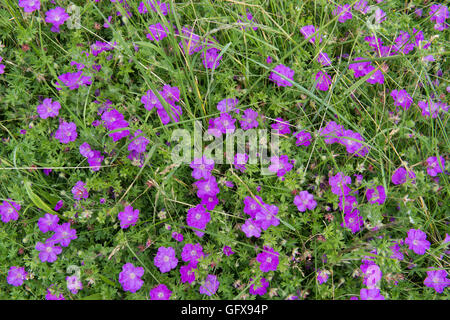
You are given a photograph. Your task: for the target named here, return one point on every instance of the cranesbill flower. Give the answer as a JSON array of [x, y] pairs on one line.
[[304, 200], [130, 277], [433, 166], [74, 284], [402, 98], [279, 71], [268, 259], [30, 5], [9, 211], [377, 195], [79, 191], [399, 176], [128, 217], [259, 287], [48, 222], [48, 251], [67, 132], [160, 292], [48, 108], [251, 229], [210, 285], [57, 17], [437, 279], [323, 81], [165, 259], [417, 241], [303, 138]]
--
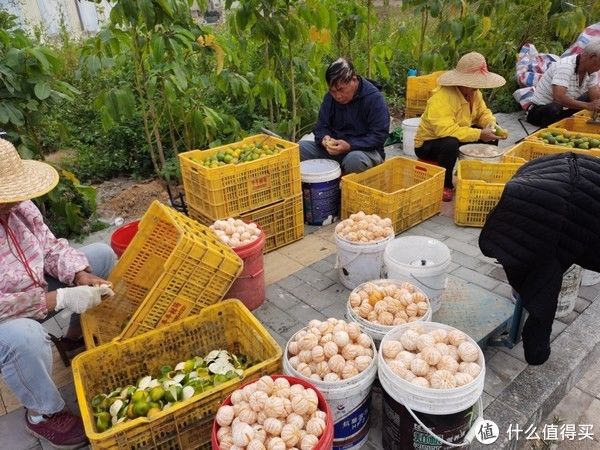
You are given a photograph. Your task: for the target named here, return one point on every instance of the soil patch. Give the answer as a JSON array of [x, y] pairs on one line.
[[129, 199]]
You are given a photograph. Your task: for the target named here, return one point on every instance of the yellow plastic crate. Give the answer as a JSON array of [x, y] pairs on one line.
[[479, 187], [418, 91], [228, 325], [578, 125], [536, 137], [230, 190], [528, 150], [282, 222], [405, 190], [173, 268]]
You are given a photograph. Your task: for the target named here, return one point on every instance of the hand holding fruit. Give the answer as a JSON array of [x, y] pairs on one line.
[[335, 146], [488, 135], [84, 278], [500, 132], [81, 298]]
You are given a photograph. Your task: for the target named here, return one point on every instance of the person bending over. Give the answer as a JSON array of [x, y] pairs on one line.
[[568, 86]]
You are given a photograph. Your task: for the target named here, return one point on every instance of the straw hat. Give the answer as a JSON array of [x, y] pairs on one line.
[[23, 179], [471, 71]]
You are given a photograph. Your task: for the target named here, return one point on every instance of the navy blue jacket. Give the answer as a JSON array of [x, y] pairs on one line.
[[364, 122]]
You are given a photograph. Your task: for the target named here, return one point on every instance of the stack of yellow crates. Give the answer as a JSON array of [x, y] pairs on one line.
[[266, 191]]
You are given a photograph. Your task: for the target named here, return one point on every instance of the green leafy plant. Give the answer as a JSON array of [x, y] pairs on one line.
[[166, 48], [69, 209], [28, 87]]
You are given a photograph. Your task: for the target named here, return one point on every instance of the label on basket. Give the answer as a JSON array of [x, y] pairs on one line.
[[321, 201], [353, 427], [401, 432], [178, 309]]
--
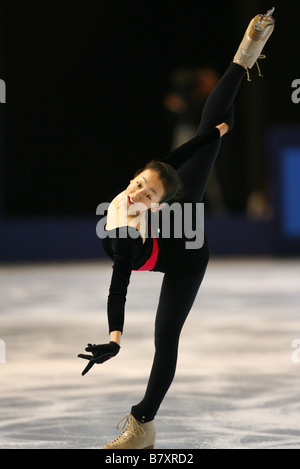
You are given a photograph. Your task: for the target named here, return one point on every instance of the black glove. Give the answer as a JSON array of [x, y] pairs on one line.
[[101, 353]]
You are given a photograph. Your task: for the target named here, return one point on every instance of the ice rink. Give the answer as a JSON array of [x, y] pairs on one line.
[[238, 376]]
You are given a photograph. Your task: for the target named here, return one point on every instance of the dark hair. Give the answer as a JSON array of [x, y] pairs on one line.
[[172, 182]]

◆ What you will do ◆
Rewrite the lines from the one with "of the navy" up to and including the one with "[[364, 122]]", keeping the request wording unchanged but multiplying each x and y coordinate in the answer by 1.35 and rounding to whole numbers, with halves rounded up. Give only those lines.

◆ Result for this exercise ◆
You are given a photograph. Your task: for the target named here, return one point on every instance of the navy blue jacket. Give the answer as a JSON array of [x, y] pairs on one line.
[[491, 165]]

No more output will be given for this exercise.